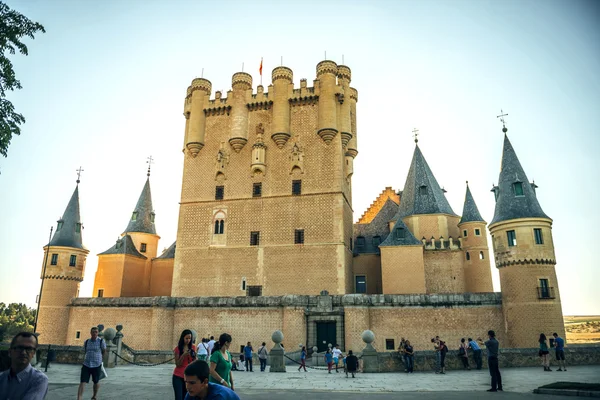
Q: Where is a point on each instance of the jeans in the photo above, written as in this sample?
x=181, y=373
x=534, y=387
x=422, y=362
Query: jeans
x=495, y=373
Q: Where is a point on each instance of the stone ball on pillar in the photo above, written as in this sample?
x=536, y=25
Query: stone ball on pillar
x=277, y=337
x=368, y=336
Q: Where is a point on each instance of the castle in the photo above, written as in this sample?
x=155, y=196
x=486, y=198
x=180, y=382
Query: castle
x=266, y=208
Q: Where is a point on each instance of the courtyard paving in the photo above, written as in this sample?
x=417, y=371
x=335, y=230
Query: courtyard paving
x=155, y=383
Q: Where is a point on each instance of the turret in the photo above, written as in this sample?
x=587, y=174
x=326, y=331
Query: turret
x=242, y=92
x=282, y=87
x=195, y=102
x=524, y=252
x=64, y=262
x=477, y=272
x=327, y=123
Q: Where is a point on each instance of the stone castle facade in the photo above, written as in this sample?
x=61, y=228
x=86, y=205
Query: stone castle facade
x=265, y=235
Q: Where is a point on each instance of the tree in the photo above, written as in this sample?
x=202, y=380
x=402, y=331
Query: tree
x=13, y=27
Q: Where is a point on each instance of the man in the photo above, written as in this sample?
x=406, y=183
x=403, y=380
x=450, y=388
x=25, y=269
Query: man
x=559, y=345
x=337, y=353
x=476, y=352
x=248, y=356
x=22, y=381
x=351, y=363
x=492, y=346
x=94, y=348
x=262, y=356
x=198, y=387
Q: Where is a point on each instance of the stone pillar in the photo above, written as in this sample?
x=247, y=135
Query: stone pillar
x=369, y=357
x=276, y=355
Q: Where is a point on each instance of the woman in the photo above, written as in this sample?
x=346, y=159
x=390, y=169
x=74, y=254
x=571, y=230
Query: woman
x=220, y=362
x=185, y=354
x=463, y=353
x=544, y=352
x=409, y=356
x=329, y=360
x=302, y=359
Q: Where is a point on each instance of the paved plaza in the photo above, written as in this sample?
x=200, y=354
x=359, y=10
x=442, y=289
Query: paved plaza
x=155, y=383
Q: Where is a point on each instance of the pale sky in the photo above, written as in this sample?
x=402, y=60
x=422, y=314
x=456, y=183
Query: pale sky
x=104, y=89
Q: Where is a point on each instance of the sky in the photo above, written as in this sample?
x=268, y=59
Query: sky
x=104, y=87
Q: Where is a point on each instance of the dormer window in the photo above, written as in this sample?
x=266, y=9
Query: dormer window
x=518, y=188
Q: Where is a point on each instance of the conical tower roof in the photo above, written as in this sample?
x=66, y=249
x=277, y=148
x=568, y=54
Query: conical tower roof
x=470, y=210
x=515, y=196
x=142, y=218
x=422, y=194
x=68, y=230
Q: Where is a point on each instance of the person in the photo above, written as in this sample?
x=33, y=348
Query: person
x=203, y=349
x=351, y=363
x=329, y=360
x=22, y=381
x=185, y=354
x=463, y=353
x=492, y=347
x=544, y=352
x=248, y=356
x=559, y=345
x=199, y=388
x=94, y=348
x=336, y=352
x=220, y=362
x=262, y=356
x=302, y=359
x=476, y=352
x=409, y=357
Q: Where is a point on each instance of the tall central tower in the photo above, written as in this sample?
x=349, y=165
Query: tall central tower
x=265, y=203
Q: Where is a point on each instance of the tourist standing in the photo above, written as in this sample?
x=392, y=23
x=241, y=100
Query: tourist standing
x=544, y=352
x=22, y=381
x=329, y=360
x=302, y=359
x=492, y=347
x=559, y=345
x=476, y=352
x=262, y=356
x=409, y=356
x=94, y=348
x=248, y=356
x=220, y=362
x=185, y=354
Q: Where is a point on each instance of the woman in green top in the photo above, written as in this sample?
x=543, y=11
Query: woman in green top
x=220, y=362
x=544, y=352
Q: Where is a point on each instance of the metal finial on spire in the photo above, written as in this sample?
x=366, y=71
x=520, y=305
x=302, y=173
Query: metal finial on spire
x=416, y=134
x=501, y=116
x=149, y=162
x=79, y=171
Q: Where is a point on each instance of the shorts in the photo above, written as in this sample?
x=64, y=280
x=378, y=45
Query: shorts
x=86, y=372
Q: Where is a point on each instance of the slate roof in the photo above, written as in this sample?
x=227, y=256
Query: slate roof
x=408, y=240
x=144, y=221
x=431, y=199
x=69, y=234
x=470, y=210
x=508, y=205
x=168, y=253
x=124, y=245
x=379, y=226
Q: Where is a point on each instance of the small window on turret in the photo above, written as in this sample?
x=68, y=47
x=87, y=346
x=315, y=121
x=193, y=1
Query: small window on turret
x=518, y=187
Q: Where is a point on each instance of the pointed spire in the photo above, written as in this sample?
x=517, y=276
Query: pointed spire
x=142, y=218
x=68, y=229
x=470, y=210
x=422, y=194
x=515, y=196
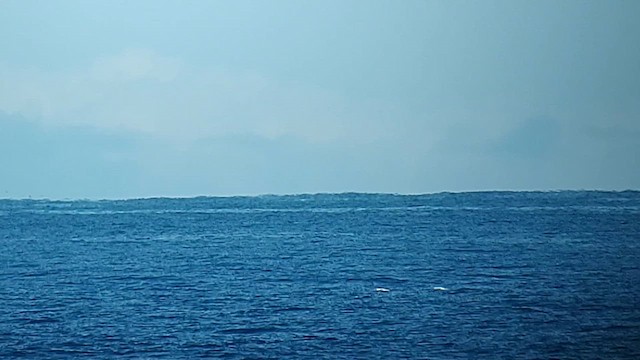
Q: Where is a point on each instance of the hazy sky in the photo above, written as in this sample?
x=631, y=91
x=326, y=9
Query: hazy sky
x=118, y=99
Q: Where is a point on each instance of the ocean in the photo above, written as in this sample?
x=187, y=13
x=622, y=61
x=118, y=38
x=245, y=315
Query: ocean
x=482, y=275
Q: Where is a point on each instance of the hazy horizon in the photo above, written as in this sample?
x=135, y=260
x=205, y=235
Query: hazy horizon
x=138, y=99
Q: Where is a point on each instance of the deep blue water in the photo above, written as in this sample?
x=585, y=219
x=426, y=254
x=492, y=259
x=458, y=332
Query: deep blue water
x=526, y=275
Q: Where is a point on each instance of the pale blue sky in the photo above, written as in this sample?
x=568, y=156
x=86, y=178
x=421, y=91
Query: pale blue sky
x=118, y=99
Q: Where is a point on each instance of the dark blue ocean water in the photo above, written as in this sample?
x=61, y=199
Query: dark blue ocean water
x=525, y=275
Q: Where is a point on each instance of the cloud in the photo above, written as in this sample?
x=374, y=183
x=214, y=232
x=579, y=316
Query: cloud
x=142, y=91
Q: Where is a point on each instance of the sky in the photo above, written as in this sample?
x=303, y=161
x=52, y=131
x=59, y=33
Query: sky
x=127, y=99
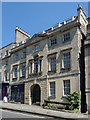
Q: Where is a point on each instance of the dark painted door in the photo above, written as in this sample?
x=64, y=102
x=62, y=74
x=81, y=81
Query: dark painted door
x=35, y=94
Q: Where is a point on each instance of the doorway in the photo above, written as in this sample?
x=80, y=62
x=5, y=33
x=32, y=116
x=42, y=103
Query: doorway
x=36, y=94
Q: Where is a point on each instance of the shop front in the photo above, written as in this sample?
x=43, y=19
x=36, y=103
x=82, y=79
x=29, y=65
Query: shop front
x=17, y=93
x=4, y=90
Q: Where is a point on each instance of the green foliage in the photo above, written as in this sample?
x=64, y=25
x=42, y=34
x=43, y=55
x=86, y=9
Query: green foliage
x=74, y=101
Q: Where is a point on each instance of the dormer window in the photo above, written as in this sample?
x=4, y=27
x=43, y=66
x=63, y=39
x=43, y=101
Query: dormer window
x=66, y=37
x=6, y=53
x=53, y=42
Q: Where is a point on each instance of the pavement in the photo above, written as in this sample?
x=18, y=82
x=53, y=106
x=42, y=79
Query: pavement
x=40, y=111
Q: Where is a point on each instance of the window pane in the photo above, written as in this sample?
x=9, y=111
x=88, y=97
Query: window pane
x=52, y=88
x=53, y=63
x=66, y=87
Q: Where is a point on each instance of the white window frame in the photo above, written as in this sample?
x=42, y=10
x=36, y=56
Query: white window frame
x=15, y=57
x=66, y=37
x=23, y=54
x=6, y=62
x=52, y=63
x=6, y=52
x=5, y=75
x=15, y=72
x=0, y=76
x=66, y=60
x=66, y=87
x=36, y=47
x=23, y=70
x=52, y=89
x=53, y=42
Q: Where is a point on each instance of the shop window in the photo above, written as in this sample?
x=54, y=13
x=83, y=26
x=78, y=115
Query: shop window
x=66, y=87
x=52, y=89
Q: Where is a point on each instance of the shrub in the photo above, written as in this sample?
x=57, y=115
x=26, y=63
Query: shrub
x=74, y=100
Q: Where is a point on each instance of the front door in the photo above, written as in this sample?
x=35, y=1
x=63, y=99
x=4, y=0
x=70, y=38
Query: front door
x=36, y=94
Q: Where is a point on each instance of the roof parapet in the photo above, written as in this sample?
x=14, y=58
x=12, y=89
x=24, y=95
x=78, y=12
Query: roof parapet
x=22, y=31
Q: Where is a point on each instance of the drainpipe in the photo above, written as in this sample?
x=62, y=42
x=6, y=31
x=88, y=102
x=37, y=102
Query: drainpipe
x=82, y=76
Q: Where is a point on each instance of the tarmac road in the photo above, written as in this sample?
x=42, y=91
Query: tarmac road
x=13, y=115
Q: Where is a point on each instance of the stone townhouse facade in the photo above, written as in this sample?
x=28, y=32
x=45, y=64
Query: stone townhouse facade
x=87, y=65
x=46, y=65
x=5, y=70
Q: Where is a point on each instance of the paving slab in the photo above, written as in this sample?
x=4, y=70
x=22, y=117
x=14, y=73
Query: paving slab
x=39, y=110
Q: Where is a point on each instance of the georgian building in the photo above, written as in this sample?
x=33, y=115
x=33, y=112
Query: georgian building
x=5, y=70
x=46, y=65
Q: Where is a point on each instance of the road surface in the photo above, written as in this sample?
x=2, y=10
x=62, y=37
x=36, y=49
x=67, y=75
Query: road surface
x=13, y=115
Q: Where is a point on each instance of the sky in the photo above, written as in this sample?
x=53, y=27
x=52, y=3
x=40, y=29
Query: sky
+ + + +
TASK STATEMENT
Please arrange the lines above as a numbered list, from the line with "Q: Where is a point on each instance of the pointed" up to and including the line with "x=482, y=275", skipping blank lines and leaving the pictures out.

TASK RESPONSE
1. Q: Where is a point on each instance of the pointed spire in the photo above, written as in this sample?
2. x=517, y=276
3. Query: pointed spire
4. x=142, y=218
5. x=68, y=229
6. x=470, y=210
7. x=422, y=194
8. x=515, y=196
9. Q: Where is a point on each instance of the hazy sky in the photo above, written as in this sample?
10. x=631, y=91
11. x=326, y=9
12. Query: hazy sky
13. x=118, y=99
14. Q: Where is a point on each instance of the ocean in the photo above, written as in this sample?
15. x=187, y=13
16. x=622, y=61
17. x=118, y=38
18. x=245, y=315
19. Query: ocean
20. x=482, y=275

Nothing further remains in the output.